Pull every line from the data below that contains the string "harbour", and copy each of those lines in full.
— START —
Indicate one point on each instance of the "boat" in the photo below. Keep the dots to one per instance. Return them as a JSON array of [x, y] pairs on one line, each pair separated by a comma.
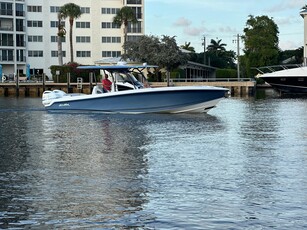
[[129, 95], [286, 80]]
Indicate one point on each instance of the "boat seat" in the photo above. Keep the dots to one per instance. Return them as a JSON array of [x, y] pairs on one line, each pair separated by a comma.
[[98, 90]]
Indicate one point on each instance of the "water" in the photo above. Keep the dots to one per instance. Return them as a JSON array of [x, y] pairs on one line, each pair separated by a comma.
[[241, 166]]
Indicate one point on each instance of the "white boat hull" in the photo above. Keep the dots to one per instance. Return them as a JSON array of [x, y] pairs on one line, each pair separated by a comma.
[[147, 100]]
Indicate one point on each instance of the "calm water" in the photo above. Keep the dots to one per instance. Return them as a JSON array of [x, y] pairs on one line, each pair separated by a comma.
[[241, 166]]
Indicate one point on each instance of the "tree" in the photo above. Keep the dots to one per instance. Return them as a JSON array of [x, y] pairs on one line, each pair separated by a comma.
[[187, 46], [71, 11], [163, 52], [261, 42], [216, 46], [123, 17], [60, 35]]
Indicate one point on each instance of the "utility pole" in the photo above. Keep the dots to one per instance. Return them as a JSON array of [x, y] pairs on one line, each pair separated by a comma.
[[238, 55], [204, 44]]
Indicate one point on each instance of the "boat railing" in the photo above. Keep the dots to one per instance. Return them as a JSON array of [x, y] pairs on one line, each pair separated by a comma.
[[209, 79], [273, 68]]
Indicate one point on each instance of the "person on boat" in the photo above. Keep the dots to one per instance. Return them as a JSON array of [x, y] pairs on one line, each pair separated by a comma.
[[106, 83]]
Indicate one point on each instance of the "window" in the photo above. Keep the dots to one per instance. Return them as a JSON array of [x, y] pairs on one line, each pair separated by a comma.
[[35, 38], [6, 40], [137, 12], [83, 53], [19, 25], [83, 25], [108, 25], [134, 28], [54, 24], [85, 10], [6, 55], [6, 8], [55, 39], [20, 40], [109, 10], [35, 23], [54, 9], [19, 10], [111, 39], [34, 8], [111, 53], [35, 53], [138, 2], [83, 39], [20, 55], [133, 38], [54, 53]]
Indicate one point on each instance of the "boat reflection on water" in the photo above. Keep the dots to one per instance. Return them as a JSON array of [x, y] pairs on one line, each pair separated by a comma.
[[82, 179]]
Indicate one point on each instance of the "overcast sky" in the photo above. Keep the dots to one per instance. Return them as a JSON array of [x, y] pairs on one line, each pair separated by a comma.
[[192, 20]]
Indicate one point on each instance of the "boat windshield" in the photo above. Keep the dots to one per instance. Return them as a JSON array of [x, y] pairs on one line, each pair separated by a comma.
[[129, 78]]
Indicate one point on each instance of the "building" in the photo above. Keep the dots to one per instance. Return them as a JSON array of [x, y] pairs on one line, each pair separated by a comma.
[[28, 33]]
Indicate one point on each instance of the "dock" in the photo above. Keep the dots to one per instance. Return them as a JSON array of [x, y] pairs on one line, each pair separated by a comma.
[[35, 89]]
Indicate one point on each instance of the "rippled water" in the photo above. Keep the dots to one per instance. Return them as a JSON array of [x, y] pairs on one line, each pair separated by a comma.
[[241, 166]]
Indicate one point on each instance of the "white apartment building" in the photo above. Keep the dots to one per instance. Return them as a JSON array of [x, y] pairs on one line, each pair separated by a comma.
[[28, 33]]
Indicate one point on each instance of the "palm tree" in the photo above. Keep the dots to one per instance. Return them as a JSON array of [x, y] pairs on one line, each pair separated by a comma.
[[123, 17], [61, 33], [187, 46], [216, 46], [71, 11]]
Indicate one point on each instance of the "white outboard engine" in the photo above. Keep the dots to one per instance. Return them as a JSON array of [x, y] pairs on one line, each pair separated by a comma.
[[48, 96]]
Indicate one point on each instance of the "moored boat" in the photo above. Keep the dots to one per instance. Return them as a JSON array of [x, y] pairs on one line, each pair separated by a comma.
[[128, 95], [287, 80]]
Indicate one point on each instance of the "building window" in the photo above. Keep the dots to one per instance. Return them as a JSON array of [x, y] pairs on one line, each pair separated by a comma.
[[20, 40], [135, 28], [85, 10], [20, 25], [35, 53], [111, 39], [35, 38], [20, 55], [19, 10], [83, 25], [134, 2], [55, 39], [109, 10], [34, 8], [54, 24], [108, 25], [54, 9], [83, 39], [137, 12], [54, 53], [6, 40], [6, 8], [6, 55], [83, 53], [133, 38], [35, 23], [111, 53]]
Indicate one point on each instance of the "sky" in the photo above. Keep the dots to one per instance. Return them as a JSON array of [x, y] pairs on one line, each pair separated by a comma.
[[193, 20]]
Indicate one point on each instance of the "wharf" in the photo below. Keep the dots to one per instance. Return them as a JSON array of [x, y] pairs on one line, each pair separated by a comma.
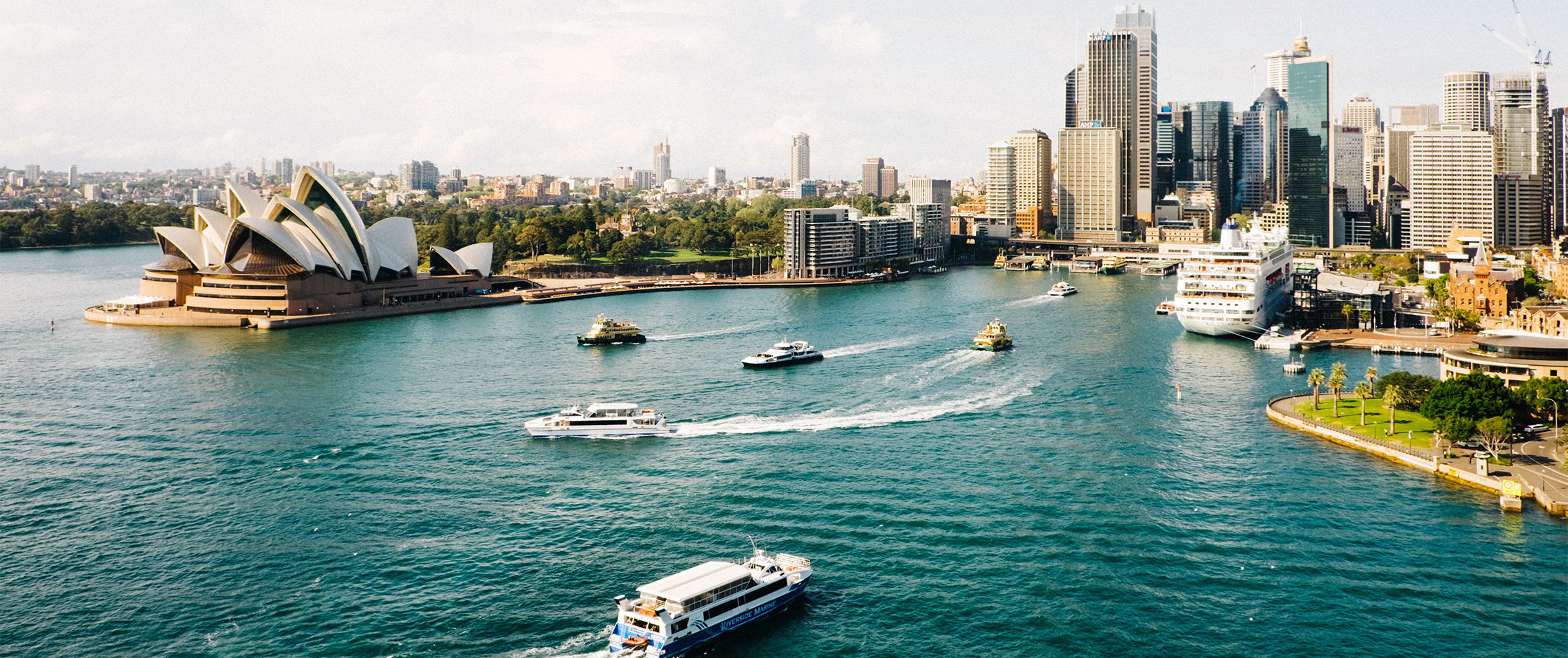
[[1536, 472], [651, 285], [177, 317]]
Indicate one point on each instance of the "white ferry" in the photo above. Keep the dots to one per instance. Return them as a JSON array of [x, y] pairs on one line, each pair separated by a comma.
[[675, 615], [783, 355], [1238, 285], [601, 420]]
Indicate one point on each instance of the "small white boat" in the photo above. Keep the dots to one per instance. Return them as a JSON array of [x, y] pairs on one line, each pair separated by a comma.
[[783, 355], [675, 615], [601, 420]]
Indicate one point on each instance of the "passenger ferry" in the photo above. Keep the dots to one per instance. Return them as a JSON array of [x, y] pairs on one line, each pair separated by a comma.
[[1238, 285], [601, 420], [783, 355], [606, 331], [673, 615], [993, 338]]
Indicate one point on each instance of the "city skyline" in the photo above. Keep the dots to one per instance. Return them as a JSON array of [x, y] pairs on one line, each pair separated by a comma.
[[190, 100]]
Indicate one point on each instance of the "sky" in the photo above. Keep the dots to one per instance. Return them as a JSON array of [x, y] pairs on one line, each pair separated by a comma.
[[579, 88]]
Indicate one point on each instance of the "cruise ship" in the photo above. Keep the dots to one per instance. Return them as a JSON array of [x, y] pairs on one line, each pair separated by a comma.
[[673, 615], [1236, 287]]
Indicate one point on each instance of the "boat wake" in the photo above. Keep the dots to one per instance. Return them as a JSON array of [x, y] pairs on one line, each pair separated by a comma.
[[866, 415], [1035, 300], [574, 648], [703, 334], [864, 348]]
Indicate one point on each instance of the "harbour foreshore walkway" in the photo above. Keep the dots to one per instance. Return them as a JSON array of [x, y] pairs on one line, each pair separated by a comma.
[[1536, 468]]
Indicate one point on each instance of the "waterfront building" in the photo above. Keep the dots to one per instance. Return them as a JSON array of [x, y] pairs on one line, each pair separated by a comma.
[[800, 157], [1451, 186], [1089, 184], [1001, 184], [1032, 186], [300, 254], [819, 242], [661, 164], [1277, 65], [1466, 99], [1263, 153], [1515, 359], [1111, 91], [1309, 168], [1203, 149]]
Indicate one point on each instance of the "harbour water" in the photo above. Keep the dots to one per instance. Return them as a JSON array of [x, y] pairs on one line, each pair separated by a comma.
[[367, 490]]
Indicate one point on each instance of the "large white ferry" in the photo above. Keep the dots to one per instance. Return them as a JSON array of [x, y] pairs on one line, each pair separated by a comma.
[[600, 420], [675, 615], [1238, 285]]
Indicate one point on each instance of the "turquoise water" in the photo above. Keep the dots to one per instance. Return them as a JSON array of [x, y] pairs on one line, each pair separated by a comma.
[[367, 490]]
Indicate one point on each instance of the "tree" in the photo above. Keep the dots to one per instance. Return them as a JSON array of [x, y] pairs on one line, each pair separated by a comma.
[[1314, 380], [1413, 386], [1493, 433], [1363, 391], [1474, 397], [1336, 383], [1454, 430], [1393, 395], [532, 237], [1540, 392]]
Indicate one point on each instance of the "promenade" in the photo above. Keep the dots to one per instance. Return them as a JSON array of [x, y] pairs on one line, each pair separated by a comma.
[[1537, 464]]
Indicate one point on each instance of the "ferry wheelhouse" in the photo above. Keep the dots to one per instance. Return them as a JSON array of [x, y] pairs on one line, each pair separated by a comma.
[[1236, 285], [600, 420], [673, 615]]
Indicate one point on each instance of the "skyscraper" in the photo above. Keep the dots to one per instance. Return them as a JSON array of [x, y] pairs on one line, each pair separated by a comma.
[[1203, 149], [1277, 65], [1525, 166], [1074, 94], [1139, 21], [1031, 171], [1001, 184], [1111, 94], [871, 177], [1309, 179], [1451, 186], [1466, 99], [662, 162], [798, 157], [1263, 151], [1089, 184]]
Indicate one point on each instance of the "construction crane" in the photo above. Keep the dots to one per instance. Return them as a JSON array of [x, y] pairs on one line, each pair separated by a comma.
[[1538, 60]]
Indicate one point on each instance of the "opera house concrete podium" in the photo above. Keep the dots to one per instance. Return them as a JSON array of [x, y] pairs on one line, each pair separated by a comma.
[[295, 261]]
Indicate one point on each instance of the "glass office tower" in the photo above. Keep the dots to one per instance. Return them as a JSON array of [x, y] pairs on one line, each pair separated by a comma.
[[1309, 182]]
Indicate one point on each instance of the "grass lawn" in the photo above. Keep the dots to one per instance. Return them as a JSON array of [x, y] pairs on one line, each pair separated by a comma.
[[1412, 428], [675, 256]]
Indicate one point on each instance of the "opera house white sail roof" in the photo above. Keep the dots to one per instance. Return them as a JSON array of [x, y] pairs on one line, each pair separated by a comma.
[[314, 229]]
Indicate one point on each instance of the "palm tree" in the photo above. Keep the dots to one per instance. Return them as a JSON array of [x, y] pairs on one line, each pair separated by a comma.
[[1336, 383], [1314, 380], [1363, 391], [1393, 397]]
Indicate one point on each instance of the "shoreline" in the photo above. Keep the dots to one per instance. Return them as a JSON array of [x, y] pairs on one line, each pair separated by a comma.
[[1280, 409]]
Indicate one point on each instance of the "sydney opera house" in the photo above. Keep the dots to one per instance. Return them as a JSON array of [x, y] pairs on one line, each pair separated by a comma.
[[298, 259]]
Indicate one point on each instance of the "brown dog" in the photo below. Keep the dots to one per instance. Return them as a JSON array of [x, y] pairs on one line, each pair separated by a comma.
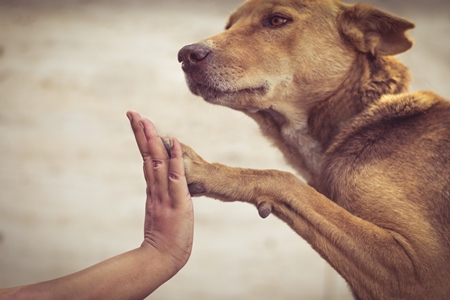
[[319, 78]]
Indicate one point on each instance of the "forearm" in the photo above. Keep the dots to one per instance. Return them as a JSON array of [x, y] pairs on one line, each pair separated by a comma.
[[131, 275]]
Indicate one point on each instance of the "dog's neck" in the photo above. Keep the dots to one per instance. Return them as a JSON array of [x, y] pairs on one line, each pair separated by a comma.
[[304, 142]]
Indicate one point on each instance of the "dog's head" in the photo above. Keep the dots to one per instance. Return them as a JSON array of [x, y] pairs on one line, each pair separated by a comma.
[[295, 50]]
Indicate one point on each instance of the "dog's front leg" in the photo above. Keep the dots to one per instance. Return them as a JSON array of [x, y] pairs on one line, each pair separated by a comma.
[[372, 260]]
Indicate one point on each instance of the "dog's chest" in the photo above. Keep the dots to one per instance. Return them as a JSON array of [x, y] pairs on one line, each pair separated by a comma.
[[306, 146]]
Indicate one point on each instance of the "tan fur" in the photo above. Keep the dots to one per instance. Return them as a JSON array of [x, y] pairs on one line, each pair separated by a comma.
[[319, 79]]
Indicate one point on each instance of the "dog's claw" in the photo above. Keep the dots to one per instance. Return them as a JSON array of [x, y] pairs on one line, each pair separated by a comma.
[[167, 146], [264, 209]]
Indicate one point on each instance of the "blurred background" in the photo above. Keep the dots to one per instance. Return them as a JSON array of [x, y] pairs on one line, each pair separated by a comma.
[[71, 187]]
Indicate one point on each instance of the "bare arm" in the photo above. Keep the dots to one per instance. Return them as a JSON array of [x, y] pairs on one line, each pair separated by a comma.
[[168, 233]]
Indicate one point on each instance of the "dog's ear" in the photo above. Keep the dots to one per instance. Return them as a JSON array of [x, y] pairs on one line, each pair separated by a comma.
[[374, 31]]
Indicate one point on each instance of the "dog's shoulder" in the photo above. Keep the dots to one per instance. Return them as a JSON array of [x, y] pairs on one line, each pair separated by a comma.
[[400, 136]]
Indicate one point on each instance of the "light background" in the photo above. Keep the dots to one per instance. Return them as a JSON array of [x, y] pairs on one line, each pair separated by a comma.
[[71, 186]]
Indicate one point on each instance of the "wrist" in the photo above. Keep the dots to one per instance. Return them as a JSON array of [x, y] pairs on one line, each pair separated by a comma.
[[166, 264]]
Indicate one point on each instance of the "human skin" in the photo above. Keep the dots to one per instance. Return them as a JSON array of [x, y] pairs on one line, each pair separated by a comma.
[[168, 234]]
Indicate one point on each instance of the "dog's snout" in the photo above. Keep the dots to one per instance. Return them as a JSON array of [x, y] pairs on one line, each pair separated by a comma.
[[192, 54]]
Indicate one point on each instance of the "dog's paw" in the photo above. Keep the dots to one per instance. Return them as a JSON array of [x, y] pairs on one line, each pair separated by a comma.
[[196, 169]]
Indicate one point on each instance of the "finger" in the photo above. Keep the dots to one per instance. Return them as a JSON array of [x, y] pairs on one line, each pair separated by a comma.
[[158, 161], [138, 131], [178, 189]]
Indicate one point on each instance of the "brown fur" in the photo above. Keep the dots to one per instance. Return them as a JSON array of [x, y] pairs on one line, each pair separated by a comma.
[[319, 78]]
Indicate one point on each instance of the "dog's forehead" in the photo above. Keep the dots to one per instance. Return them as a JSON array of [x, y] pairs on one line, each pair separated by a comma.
[[263, 6]]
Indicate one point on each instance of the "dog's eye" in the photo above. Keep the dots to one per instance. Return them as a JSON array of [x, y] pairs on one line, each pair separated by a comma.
[[277, 21]]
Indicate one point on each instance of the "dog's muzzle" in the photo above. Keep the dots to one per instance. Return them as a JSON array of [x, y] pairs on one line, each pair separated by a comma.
[[190, 56]]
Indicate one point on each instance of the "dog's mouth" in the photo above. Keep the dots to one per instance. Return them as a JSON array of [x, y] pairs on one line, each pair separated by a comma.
[[217, 95]]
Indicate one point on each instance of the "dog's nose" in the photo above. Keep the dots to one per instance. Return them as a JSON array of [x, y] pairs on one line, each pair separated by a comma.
[[192, 54]]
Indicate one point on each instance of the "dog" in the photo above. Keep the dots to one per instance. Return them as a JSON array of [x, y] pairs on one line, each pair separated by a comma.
[[320, 79]]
— END —
* Response below:
Indicate one point on each instance of the "harbour foreshore walkway" in the photo above. Keep the dots to one per instance. Return them as a JSON array of [x, y] pairs on one line, each pair separated by a comma.
Indicate one point on each instance of the "harbour water" in the photo above. Keep the dots to one per instance. Return them as a JSON array of [x, y] pairs on one line, each pair separated by a comma.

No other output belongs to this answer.